## Instructions for the task
Give back the listing in full and exactly, leaving out the images.

## Available data
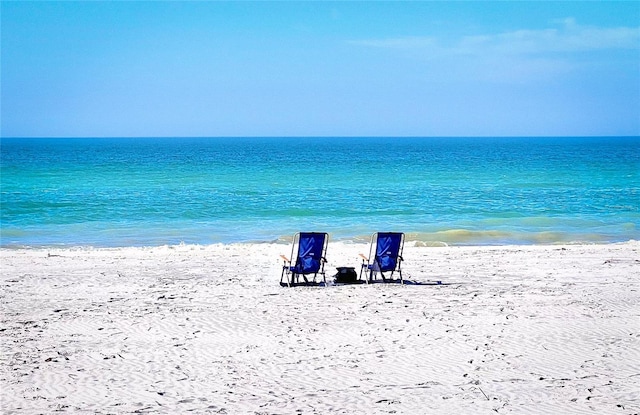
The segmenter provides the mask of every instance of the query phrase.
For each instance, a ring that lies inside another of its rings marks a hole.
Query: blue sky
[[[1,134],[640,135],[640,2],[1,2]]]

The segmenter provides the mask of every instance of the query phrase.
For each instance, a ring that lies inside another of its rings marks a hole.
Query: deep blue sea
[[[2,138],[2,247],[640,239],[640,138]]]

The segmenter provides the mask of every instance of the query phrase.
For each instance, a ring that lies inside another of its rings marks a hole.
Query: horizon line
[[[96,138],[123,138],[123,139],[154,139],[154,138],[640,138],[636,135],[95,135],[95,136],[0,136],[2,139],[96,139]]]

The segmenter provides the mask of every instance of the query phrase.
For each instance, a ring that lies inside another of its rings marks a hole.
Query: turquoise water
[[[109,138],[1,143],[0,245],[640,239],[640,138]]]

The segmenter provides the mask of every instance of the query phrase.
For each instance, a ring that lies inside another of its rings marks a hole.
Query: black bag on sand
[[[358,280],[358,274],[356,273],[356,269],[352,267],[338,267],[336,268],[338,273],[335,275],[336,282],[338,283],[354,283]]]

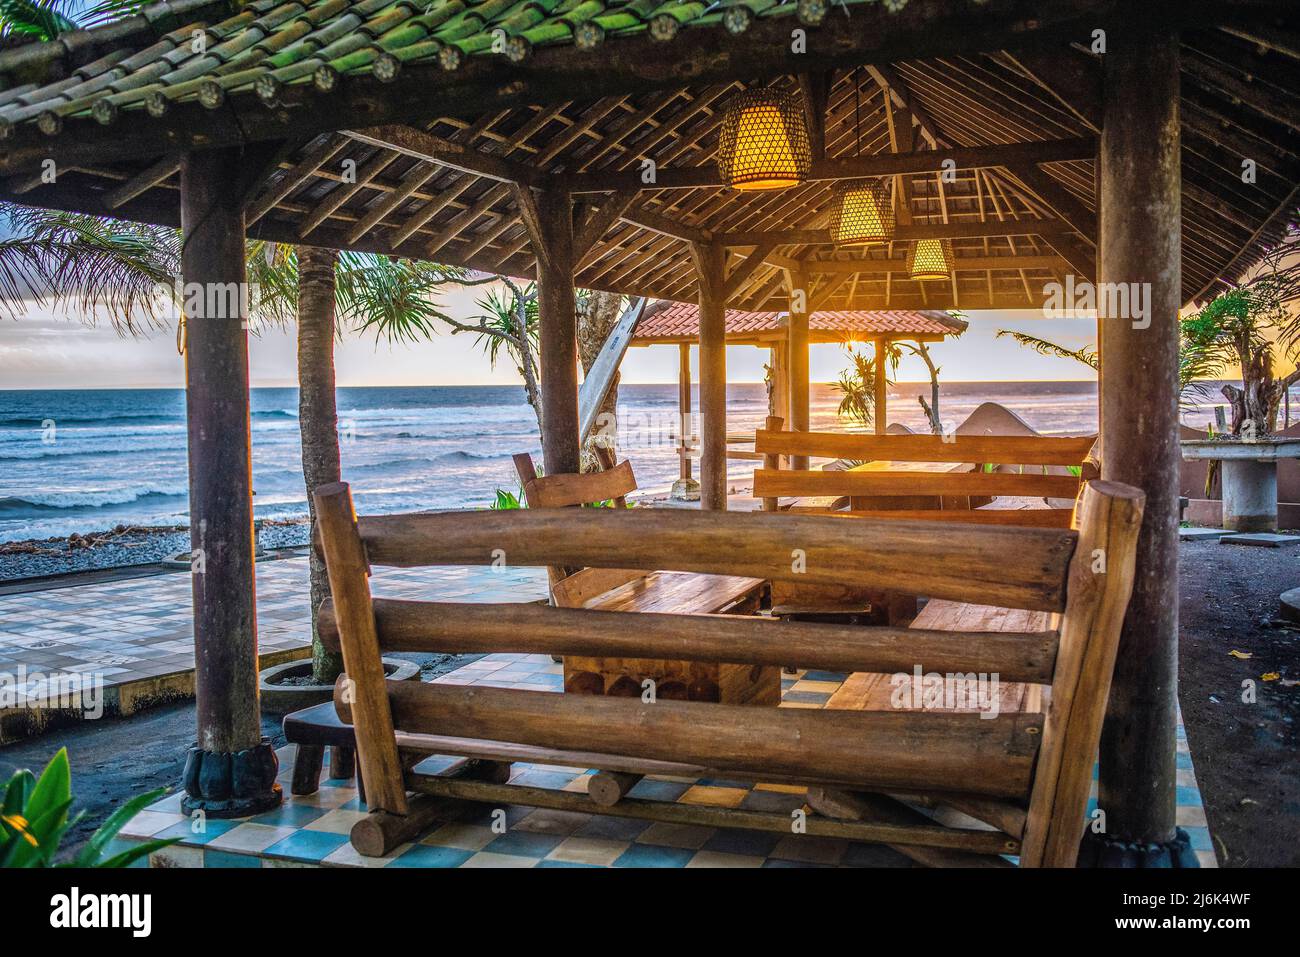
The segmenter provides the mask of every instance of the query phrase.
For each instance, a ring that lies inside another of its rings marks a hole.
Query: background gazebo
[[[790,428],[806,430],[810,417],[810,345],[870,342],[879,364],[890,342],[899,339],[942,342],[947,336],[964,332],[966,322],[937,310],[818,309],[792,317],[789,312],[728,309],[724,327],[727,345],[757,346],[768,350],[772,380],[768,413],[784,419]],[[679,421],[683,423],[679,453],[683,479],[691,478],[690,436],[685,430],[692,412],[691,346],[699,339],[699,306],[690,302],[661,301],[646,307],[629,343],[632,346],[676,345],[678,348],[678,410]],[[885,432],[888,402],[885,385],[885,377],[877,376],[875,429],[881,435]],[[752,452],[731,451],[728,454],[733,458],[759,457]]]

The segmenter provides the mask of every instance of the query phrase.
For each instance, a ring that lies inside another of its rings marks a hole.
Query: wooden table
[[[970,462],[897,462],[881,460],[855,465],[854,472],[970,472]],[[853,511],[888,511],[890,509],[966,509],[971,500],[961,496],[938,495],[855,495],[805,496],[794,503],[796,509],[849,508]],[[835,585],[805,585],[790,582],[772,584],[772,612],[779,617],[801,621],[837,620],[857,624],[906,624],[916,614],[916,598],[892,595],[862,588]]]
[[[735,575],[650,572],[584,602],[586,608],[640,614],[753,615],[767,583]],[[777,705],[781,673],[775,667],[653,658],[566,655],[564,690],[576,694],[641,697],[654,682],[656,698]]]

## Exercise output
The segmenter provides the mask of every instance of the query phrase.
For each instance, a ring that lies inside another of its rings marks a hole.
Query: blue sky
[[[1,134],[640,135],[640,2],[1,2]]]

The segmenter provides the mask of every instance of the query phrase.
For each instance, a ring that lies inside another of its rings marks a hole.
Query: deep blue sea
[[[2,138],[2,247],[640,239],[640,138]]]

The segmenter provides the mask of every instance of the query phrase.
For each instance, a ring that lies inside another of its rings marks a hole.
Query: horizon line
[[[96,138],[123,138],[123,139],[154,139],[154,138],[640,138],[636,135],[95,135],[95,136],[0,136],[2,139],[96,139]]]

The segmenter provides the mask of every instance of the query phrase.
For each instance, a ring that lies inside another of its rings marks a hole.
Query: turquoise water
[[[109,138],[1,143],[0,245],[640,239],[640,138]]]

The segmenter provides the mask of every instance of the query phrase.
For each instance, a ring that lies inside another of its rings marks a hole.
Query: black bag on sand
[[[358,280],[358,274],[356,273],[356,269],[352,267],[338,267],[336,268],[338,273],[335,275],[336,282],[338,283],[354,283]]]

The segmenter provides the mask of every instance of the query phrase.
For each instance, a ring that lies inside another of its rings marks a hole.
Query: background gazebo
[[[790,428],[806,430],[810,417],[810,345],[870,342],[879,364],[890,342],[899,339],[942,342],[947,336],[964,332],[966,322],[937,310],[818,309],[792,317],[789,312],[728,309],[724,327],[727,345],[757,346],[768,350],[772,380],[768,413],[784,419]],[[679,421],[683,423],[679,453],[683,479],[691,478],[690,436],[685,430],[692,412],[691,346],[699,339],[699,306],[690,302],[661,301],[646,307],[629,343],[632,346],[676,345],[678,348],[678,410]],[[885,432],[888,402],[885,385],[885,377],[877,376],[875,429],[881,435]],[[752,452],[731,451],[728,454],[733,458],[759,457]]]

The segmenter provides the mask of every instance of the query phrase.
For each instance, a ring that lies inside another of its rings marks a hole.
Query: wooden table
[[[970,462],[897,462],[881,460],[855,465],[854,472],[970,472]],[[853,511],[888,511],[890,509],[966,509],[971,500],[961,496],[938,495],[855,495],[805,496],[794,503],[796,509],[849,508]],[[835,585],[805,585],[790,582],[772,584],[772,612],[779,617],[801,621],[837,620],[857,624],[906,624],[916,614],[916,598],[892,595],[862,588]]]
[[[735,575],[650,572],[584,602],[586,608],[640,614],[753,615],[767,583]],[[777,705],[781,673],[775,667],[653,658],[566,655],[564,690],[576,694],[641,697],[654,682],[656,698]]]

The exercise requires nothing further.